What to produce
Give the data again exactly, stopping after the "[tag] wood trim (a point for each instance)" line.

━━ Source records ━━

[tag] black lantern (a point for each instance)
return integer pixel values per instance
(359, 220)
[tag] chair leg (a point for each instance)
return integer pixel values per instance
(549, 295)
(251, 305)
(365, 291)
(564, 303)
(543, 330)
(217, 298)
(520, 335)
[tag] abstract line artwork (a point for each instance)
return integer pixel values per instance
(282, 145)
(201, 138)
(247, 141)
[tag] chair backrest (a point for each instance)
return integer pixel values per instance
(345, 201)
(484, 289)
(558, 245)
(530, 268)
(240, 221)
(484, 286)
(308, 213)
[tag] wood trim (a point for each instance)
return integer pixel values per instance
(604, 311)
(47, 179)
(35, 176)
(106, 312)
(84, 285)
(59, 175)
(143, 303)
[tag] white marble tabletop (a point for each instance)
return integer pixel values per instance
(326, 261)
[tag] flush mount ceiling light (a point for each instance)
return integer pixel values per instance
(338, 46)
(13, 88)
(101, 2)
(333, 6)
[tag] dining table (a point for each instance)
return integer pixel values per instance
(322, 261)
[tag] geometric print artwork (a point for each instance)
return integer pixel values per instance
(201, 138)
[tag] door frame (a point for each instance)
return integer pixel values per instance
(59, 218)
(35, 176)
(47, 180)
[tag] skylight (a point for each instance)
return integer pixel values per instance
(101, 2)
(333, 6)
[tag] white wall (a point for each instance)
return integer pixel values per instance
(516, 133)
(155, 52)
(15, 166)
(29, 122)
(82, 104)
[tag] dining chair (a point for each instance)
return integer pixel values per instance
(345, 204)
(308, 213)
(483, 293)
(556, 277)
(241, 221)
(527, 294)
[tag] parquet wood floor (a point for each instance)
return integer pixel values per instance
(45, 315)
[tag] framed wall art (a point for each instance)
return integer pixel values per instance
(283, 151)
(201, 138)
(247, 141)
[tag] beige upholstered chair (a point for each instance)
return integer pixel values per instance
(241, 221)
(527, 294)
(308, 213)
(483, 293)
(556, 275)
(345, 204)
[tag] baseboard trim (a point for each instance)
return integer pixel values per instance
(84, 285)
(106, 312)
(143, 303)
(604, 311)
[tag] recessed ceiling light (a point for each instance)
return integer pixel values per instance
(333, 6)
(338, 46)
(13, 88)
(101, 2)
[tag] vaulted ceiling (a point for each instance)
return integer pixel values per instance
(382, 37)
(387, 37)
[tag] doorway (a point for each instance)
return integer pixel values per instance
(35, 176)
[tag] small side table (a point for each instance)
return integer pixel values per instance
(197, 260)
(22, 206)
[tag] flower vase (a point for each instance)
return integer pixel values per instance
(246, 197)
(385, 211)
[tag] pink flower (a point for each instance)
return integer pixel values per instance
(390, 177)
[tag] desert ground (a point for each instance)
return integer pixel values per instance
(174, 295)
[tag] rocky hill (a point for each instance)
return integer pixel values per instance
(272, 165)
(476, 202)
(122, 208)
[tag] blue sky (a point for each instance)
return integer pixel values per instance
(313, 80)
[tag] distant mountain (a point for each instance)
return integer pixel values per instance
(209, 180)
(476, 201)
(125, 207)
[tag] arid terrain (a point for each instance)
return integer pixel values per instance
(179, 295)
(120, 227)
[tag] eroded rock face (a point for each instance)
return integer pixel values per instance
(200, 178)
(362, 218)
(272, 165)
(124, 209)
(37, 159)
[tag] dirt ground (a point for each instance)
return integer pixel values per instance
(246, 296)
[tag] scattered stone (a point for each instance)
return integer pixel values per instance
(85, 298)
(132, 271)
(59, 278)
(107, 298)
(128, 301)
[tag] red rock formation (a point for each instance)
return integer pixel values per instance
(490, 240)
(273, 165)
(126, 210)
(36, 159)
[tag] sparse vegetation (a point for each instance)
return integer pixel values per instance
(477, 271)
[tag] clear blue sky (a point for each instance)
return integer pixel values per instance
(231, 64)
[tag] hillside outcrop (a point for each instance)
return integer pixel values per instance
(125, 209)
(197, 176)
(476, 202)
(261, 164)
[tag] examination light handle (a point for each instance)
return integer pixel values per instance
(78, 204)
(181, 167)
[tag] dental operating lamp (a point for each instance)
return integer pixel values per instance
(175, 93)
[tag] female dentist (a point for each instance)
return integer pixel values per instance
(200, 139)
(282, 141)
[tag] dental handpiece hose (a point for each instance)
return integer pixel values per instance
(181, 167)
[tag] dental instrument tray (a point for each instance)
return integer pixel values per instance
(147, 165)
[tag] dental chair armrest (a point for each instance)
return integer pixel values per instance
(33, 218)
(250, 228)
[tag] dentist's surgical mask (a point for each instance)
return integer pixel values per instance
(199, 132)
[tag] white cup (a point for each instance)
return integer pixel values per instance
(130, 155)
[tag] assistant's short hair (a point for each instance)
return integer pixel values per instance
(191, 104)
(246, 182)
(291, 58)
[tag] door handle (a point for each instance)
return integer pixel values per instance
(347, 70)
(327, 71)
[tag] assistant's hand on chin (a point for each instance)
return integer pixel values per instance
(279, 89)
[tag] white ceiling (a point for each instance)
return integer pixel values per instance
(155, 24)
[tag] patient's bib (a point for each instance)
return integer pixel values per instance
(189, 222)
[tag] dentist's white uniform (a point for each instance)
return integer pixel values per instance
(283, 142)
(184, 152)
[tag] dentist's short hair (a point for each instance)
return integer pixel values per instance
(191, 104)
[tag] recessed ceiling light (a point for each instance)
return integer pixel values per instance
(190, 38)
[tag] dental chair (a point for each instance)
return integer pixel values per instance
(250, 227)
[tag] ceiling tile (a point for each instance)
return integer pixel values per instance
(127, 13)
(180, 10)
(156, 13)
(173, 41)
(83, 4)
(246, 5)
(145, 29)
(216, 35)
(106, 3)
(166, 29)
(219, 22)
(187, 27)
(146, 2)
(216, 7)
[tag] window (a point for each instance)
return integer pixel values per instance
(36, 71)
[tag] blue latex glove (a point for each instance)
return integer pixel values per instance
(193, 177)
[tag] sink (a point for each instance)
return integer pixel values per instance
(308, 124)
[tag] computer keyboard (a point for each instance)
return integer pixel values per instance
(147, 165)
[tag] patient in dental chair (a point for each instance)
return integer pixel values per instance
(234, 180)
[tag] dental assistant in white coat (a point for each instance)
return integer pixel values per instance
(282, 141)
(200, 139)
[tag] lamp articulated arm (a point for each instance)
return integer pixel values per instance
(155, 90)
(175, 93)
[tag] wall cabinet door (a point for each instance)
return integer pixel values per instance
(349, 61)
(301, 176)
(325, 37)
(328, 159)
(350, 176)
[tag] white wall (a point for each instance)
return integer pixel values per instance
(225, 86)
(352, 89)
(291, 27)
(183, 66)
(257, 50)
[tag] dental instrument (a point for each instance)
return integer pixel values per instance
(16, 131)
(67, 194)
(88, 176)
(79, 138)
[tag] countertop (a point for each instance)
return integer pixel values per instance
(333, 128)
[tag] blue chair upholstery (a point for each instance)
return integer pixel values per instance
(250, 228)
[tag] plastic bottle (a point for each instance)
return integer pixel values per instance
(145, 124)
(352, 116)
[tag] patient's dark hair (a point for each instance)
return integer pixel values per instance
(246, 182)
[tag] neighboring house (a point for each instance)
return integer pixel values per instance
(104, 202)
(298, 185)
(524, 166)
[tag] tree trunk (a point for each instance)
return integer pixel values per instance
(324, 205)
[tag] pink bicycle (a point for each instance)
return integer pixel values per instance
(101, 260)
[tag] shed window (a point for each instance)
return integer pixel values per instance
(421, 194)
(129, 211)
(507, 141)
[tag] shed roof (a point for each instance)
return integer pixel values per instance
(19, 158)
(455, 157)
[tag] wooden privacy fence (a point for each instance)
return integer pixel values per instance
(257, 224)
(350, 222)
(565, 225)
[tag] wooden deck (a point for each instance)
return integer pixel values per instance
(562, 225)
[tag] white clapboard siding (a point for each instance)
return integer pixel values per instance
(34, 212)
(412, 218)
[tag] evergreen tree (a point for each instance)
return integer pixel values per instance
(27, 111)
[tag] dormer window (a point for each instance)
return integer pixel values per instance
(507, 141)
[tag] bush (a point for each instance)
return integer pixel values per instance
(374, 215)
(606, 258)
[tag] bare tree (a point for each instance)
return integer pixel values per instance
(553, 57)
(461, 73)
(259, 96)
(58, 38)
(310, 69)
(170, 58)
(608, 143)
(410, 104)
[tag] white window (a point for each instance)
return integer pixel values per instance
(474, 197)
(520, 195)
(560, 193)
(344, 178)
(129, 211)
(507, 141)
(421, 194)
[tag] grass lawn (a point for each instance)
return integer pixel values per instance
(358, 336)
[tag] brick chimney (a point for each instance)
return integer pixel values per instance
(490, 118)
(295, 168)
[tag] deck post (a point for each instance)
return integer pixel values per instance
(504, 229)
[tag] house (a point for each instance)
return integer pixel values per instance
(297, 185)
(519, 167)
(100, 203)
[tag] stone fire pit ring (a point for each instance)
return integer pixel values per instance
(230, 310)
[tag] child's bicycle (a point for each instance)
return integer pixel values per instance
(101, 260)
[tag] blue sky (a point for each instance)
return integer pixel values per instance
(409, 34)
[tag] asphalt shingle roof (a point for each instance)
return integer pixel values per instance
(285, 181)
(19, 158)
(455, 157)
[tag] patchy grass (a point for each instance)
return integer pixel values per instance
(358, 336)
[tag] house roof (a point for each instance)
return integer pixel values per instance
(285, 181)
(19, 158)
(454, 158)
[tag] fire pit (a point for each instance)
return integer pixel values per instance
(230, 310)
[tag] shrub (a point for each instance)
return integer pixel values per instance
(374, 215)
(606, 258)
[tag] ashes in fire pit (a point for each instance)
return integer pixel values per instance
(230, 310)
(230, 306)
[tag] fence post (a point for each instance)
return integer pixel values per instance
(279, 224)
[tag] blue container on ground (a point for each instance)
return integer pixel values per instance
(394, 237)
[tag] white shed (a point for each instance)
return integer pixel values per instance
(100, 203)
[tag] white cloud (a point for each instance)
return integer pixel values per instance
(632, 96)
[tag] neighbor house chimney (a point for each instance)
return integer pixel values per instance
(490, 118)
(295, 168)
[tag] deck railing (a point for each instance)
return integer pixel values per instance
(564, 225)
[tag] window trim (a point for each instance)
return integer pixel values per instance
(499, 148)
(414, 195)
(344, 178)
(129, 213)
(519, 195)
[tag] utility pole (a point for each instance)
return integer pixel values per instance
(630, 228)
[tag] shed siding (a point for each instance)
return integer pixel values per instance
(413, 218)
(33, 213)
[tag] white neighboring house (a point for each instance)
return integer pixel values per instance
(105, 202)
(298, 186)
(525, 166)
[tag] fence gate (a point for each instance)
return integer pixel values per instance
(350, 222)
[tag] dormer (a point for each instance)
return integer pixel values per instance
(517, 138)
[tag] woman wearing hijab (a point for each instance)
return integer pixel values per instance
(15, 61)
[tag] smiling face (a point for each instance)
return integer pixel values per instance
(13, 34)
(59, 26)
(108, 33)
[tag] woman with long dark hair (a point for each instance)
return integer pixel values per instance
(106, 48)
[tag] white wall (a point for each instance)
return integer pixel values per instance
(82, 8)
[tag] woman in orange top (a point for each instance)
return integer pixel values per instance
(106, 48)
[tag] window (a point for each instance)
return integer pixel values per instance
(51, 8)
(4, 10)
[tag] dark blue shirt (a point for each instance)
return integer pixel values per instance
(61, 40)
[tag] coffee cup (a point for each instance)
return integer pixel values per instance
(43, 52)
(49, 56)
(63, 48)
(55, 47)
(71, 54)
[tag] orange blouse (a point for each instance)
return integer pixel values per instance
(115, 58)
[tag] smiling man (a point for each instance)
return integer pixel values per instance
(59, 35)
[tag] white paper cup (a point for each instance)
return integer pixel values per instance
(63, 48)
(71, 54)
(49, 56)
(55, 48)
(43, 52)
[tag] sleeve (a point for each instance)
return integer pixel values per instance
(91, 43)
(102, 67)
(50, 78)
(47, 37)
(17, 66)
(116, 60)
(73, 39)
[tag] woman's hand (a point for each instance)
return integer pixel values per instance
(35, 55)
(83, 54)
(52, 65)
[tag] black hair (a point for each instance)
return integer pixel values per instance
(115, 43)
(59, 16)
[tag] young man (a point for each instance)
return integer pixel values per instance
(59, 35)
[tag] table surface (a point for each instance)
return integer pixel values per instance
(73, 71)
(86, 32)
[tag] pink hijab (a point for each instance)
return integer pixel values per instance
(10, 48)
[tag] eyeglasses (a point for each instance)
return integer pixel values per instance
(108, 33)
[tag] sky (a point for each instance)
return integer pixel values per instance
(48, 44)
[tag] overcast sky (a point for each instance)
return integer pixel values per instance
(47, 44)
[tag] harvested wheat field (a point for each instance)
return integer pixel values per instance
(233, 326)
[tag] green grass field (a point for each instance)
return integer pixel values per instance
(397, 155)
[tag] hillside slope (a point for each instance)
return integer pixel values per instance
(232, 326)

━━━

Exercise result
[tag] black lantern (a point for each instance)
return integer pixel values per instance
(359, 220)
[tag] chair leg (a point for each instance)
return integer pixel values per instance
(549, 295)
(251, 305)
(365, 291)
(564, 303)
(543, 330)
(217, 298)
(520, 335)
[tag] abstract line artwork (a point for each instance)
return integer pixel values per instance
(282, 145)
(201, 138)
(247, 141)
[tag] chair backrest (a point for each instance)
return integer pixel values per instance
(345, 201)
(484, 289)
(558, 245)
(530, 268)
(240, 221)
(484, 286)
(308, 213)
[tag] wood trim (a point for each instance)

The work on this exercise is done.